## Richiesta a
Aggiunga 135 a ciascuna coordinata delle risposte e riporti tutte le righe dei record, richieste comprese, dalla riga che contiene "on post in this photo." fino alla fine dei record, estremi inclusi.

## Brano da leggere
▼

Non si può più aspettare.
Lo dimostra la fascia di fuoco che assedia l’emisfero nord con roghi spesso indomabili.
Per difendere il clima che ci permette di sopravvivere non basta una spruzzatina di rinnovabili.
L’epoca dei ritocchi estetici a piani energetici immutabili è finita.
E il passaggio dai fossili all’energia che si rinnova ogni giorno con il sorgere del sole richiede un salto tecnologico che va oltre il settore energetico.
Muove settori strategici:
dalla chimica avanzata ai materiali di frontiera, dall’ingegneria di sistema all’informatica.
Si tratta di passare da un modello elettrico fortemente accentrato, chiuso come una rocca, gerarchico, a un sistema aperto a milioni di flussi energetici che viaggiano in tutte le direzioni e richiedono robuste iniezioni di intelligenza informatica sia per la gestione del carico elettrico che per tenere a distanza gli hacker.
È un’innovazione che cambia tutto, anche la geografia.

▲

## Voci di puntamento su oggetti nominati
▼

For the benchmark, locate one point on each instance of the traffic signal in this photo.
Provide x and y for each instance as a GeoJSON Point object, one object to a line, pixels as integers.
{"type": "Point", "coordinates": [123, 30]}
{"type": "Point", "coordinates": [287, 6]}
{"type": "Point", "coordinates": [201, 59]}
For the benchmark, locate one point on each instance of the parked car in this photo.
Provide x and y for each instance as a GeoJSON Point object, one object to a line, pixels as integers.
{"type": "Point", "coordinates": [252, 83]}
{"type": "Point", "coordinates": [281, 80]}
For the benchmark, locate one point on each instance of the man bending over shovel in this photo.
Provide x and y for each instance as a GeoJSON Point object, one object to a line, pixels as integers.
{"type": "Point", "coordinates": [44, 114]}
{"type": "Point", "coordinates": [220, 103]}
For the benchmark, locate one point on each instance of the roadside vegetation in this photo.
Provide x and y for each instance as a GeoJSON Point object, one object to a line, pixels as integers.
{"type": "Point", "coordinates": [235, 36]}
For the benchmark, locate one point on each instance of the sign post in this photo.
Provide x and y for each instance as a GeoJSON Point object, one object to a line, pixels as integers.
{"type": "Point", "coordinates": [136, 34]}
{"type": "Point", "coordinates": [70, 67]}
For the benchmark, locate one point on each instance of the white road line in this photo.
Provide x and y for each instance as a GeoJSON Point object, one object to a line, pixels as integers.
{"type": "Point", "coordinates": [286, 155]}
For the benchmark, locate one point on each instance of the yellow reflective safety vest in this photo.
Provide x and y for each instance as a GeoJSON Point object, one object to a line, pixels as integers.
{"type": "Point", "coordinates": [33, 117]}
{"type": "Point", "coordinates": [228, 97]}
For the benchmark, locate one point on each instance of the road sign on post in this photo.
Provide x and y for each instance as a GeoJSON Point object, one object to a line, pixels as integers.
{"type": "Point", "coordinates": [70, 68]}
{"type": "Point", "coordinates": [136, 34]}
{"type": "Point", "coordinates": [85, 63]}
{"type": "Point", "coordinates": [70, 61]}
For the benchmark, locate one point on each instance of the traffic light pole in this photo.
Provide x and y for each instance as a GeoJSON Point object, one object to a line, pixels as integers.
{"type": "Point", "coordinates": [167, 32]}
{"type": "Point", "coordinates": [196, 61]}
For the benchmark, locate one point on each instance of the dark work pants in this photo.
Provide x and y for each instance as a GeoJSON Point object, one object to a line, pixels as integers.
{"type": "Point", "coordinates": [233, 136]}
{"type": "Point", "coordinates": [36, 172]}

▲

## Richiesta b
Traduca in inglese questa frase del brano sulla transizione energetica: "L’epoca dei ritocchi estetici a piani energetici immutabili è finita."

## Risposta svolta a
For the benchmark, locate one point on each instance of the road sign on post in this photo.
Provide x and y for each instance as a GeoJSON Point object, one object to a line, pixels as integers.
{"type": "Point", "coordinates": [205, 203]}
{"type": "Point", "coordinates": [271, 169]}
{"type": "Point", "coordinates": [220, 198]}
{"type": "Point", "coordinates": [205, 196]}
For the benchmark, locate one point on each instance of the traffic light pole in this photo.
Provide x and y for each instance as a GeoJSON Point object, one object to a line, pixels as integers.
{"type": "Point", "coordinates": [302, 167]}
{"type": "Point", "coordinates": [331, 196]}
For the benchmark, locate one point on each instance of the dark work pants in this photo.
Provide x and y for each instance as a GeoJSON Point object, one object to a line, pixels as integers.
{"type": "Point", "coordinates": [368, 271]}
{"type": "Point", "coordinates": [171, 307]}

## Risposta svolta b
The era of cosmetic touch-ups to unchangeable energy plans is over.